Set down each record below precisely, skipping the pictures.

(Stored data)
○ ○ ○

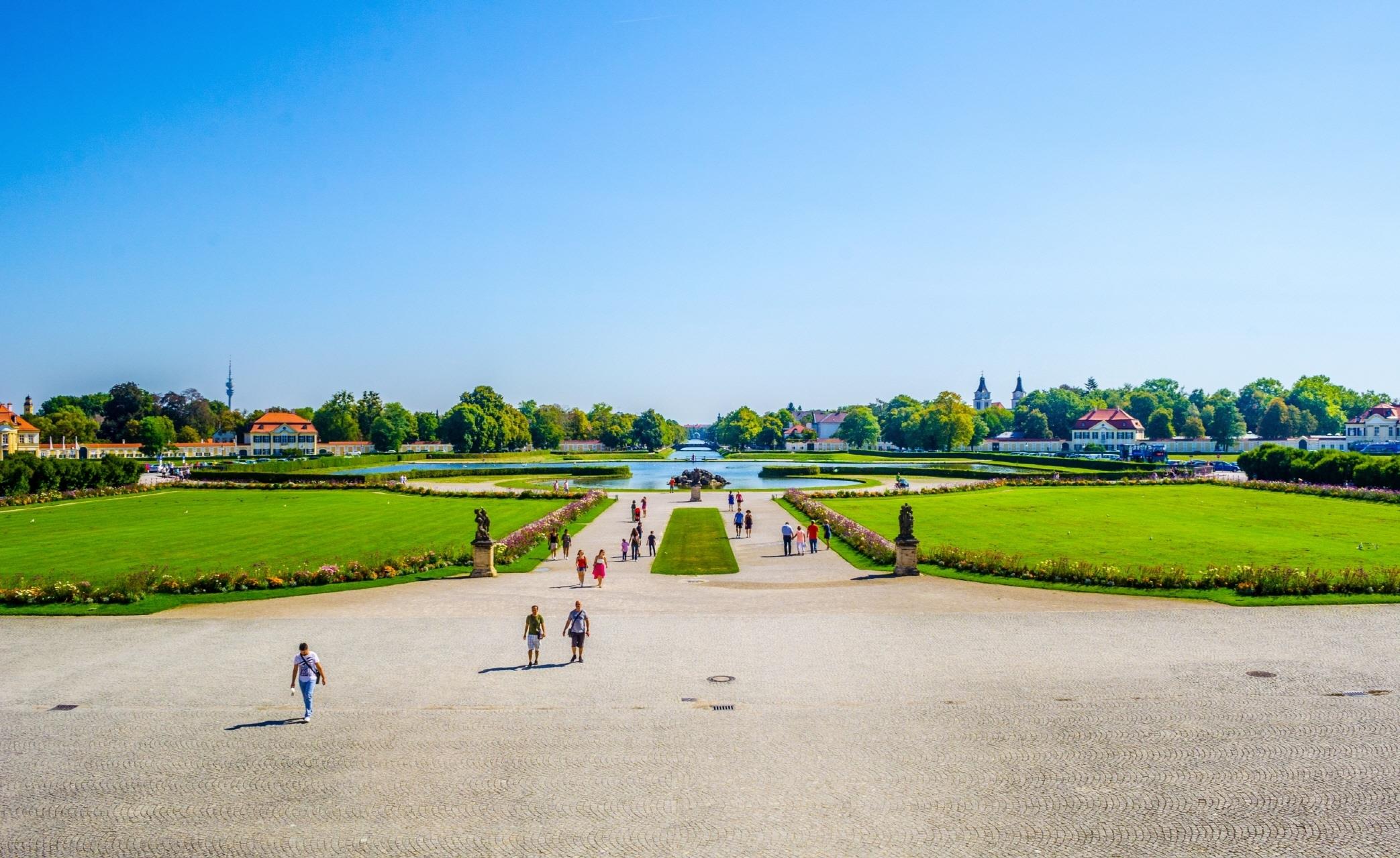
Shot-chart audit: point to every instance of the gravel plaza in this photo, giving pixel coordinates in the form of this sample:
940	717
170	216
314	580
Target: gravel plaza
866	716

○ ○ ○

◆ Answer area ◆
Shot-chart audit: point to every instance of the gravel plaza in this photo, giving pixel coordinates in the form of this sample:
940	717
170	216
314	580
Target: gravel plaza
866	716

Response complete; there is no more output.